# [Problem]
List each line in the entries below that contains the word "olive", copying every such line in full.

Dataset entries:
_ _ _

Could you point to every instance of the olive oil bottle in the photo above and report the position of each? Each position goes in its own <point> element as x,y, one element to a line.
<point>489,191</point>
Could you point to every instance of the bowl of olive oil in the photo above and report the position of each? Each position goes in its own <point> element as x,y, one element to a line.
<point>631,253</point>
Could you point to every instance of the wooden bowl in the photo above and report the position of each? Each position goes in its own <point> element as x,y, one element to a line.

_ _ _

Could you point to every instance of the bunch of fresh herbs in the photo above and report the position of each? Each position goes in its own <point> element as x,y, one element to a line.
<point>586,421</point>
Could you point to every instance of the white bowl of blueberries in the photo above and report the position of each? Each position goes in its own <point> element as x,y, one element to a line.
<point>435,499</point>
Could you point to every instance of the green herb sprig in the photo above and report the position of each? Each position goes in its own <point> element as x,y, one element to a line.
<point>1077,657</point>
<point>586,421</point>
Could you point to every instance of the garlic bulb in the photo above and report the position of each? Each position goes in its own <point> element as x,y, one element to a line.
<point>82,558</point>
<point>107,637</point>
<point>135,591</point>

_ _ _

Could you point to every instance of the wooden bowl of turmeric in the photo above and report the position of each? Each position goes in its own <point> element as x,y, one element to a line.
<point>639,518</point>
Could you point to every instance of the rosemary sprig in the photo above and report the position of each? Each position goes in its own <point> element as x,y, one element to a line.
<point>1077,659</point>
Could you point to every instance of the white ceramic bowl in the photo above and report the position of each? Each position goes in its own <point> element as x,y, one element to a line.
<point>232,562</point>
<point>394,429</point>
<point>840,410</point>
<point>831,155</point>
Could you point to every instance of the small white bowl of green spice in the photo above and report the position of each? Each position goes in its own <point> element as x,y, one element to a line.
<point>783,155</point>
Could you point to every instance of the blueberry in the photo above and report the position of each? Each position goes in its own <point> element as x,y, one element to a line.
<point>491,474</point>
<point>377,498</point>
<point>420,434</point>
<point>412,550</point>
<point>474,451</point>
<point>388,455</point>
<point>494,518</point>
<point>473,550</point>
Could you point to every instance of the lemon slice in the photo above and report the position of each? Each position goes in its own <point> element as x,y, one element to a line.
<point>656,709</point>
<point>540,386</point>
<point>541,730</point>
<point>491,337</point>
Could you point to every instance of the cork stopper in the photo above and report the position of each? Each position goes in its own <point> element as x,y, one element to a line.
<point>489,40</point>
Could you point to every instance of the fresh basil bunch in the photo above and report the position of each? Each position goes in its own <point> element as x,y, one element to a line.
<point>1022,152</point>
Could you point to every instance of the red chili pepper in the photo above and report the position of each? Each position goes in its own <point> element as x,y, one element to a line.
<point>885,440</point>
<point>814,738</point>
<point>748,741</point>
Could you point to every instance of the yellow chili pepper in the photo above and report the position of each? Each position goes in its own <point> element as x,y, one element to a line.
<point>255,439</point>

_ _ _

# [Answer to the problem]
Could you point to every instance of the olive oil bottle in the photo above and report the position of each? Each position goes in its own <point> element as x,y, one element to a line.
Could you point to every instance of the bowl of olive oil in the photo above and report the position of each? Each position goes in its own <point> element as x,y, one element to a line.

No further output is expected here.